##### Supplied records #####

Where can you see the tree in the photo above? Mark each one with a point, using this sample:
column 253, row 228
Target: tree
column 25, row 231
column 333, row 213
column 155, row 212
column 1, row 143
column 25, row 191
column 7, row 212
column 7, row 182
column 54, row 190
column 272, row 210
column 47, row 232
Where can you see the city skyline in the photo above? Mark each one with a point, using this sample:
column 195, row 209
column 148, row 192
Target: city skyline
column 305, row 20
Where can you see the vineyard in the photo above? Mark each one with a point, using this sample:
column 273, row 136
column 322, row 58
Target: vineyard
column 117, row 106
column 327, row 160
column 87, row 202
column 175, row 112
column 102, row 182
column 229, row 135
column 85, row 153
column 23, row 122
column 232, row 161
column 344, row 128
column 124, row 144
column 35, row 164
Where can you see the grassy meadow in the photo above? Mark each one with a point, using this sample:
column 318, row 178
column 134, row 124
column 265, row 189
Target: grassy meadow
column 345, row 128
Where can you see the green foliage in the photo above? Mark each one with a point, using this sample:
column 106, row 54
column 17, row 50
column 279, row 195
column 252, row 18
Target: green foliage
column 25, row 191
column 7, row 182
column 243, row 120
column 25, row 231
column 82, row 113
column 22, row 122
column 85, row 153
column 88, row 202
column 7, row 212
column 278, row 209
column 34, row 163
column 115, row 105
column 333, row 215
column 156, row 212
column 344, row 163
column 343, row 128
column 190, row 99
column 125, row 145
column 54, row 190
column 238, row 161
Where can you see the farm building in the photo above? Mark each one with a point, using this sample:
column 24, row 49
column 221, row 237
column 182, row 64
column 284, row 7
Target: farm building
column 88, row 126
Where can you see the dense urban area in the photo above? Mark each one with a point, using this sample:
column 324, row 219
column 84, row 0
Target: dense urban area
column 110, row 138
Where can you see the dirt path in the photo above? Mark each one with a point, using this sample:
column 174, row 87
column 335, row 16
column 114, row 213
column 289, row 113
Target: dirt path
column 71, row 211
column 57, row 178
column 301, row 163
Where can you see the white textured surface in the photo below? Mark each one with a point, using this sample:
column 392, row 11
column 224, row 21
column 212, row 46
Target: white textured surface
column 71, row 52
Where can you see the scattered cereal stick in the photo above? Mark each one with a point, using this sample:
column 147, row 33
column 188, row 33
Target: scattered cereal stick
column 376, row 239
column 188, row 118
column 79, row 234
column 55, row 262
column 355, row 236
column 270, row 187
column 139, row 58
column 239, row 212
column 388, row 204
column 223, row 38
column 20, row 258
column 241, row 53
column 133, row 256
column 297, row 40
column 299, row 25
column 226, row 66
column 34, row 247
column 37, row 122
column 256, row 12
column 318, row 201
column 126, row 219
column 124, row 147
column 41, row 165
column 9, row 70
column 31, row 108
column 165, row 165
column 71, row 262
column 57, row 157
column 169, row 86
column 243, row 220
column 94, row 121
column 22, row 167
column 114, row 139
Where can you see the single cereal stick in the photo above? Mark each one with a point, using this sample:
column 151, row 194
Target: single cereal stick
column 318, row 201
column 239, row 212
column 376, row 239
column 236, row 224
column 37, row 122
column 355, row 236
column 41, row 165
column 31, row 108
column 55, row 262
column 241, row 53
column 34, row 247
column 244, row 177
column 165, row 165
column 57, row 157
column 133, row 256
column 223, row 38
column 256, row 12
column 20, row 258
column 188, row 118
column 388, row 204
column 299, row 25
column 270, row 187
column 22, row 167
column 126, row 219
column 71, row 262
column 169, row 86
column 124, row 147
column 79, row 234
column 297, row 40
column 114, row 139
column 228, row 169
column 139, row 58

#####

Exercise description:
Reproduce the records from the beginning up to and including the line with "column 305, row 20", replacing "city skyline" with "urban skyline" and leaving everything else unchanged.

Full output:
Where can you see the tree in the photo above? Mark each one with a point, using this sample:
column 253, row 228
Target: tree
column 25, row 231
column 333, row 213
column 155, row 212
column 1, row 143
column 25, row 191
column 7, row 212
column 7, row 182
column 54, row 190
column 272, row 210
column 47, row 232
Where can you see the urban skyline in the photo above? Mark each one with a point, using this sample:
column 195, row 209
column 148, row 192
Target: urban skyline
column 305, row 20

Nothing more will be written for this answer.